Referring expression pointing data
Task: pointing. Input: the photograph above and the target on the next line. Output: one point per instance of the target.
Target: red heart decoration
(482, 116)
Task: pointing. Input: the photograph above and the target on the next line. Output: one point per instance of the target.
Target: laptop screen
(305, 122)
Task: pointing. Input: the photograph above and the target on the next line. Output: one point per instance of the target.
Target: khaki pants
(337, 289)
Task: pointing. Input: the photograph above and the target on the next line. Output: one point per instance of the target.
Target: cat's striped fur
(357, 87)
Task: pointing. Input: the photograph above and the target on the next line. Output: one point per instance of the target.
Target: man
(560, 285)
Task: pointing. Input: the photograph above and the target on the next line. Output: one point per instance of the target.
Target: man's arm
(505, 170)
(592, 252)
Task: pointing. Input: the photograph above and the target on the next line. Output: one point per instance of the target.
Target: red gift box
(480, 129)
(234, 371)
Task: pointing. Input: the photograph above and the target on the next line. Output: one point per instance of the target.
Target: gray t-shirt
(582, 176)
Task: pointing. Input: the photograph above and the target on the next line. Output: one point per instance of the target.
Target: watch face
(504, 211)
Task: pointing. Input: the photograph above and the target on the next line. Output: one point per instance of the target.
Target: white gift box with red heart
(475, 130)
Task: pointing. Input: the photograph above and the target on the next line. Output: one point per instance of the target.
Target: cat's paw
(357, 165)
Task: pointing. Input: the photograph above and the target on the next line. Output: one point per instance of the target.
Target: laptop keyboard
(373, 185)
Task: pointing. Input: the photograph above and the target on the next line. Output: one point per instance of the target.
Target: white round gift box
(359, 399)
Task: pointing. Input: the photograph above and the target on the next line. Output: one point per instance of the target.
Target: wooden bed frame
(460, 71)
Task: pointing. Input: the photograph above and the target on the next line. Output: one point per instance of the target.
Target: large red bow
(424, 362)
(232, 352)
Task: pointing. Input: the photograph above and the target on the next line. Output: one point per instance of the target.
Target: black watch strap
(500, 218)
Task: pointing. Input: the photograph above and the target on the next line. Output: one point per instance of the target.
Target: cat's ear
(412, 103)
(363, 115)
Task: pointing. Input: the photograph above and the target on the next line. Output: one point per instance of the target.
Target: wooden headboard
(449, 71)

# TASK OBJECTIVE:
All entries should be transcribed verbatim.

# WRITTEN SOLUTION:
Task: pointing. Input: the photograph above and the target on the next line. Output: one point per instance of the target.
Target: red heart decoration
(482, 116)
Task: pointing. Input: the photograph above and the target on the next line. Output: one point per instance of the target.
Target: laptop screen
(305, 122)
Task: pointing. Input: the photograph above and the target on the next line. Output: one point per instance of the target.
Target: khaki pants
(337, 289)
Task: pointing. Input: the photograph above and the target on the next line. Output: one point per instance of the target.
Target: cat's striped fur
(357, 87)
Task: pointing. Input: the photograph above and the target on the next line. Output: one point per instance of the target.
Target: man
(560, 285)
Task: pointing. Input: the photograph above and the target on the next line. Output: one point per instance of the target.
Target: man's arm
(505, 170)
(592, 252)
Task: pointing. Input: the photograph above and the target on the next line. Output: one point per instance of the target.
Target: red gift box
(480, 129)
(234, 371)
Task: pointing. Input: the photograph above and the target on the next line. Output: one point per instance of the target.
Target: gray t-shirt
(582, 176)
Task: pointing. Input: the photograph above and the target on the next line. Output: one point per instance of the target.
Target: watch face
(504, 211)
Task: pointing. Input: the photograph above and the target on the next line. Output: one point per instance of the target.
Target: white gift box with red heart
(475, 130)
Task: pointing. Input: the photograph above and the target on the next line. Output: one point per instance of the target.
Target: cat's paw
(357, 165)
Task: pointing. Input: the photograph above and the target on the next line. Output: one point per instance of the target.
Target: laptop keyboard
(373, 185)
Task: pointing. Input: the photograph above and the target on the next line. Output: one point per instance of the target.
Target: white round gift box
(359, 399)
Task: pointing. Input: the photograph above and the target on the next line. Output: one point per instance of the target.
Target: wooden bed frame
(460, 71)
Task: pointing. Input: the photograph above and the target on the next line. Output: one point per instance of the target.
Target: large red bow
(424, 362)
(232, 352)
Task: pointing. Input: the photograph above and the target on the next line. Output: one point per instance of the target.
Target: black watch strap
(500, 218)
Task: pointing. Input: the photograph above and the target on the next line. Output: one point per instance of the target.
Target: cat's ear
(412, 103)
(363, 115)
Task: pointing. Input: the photograph above and the target on the next line. Output: one point per instance of the target.
Target: wooden headboard
(449, 71)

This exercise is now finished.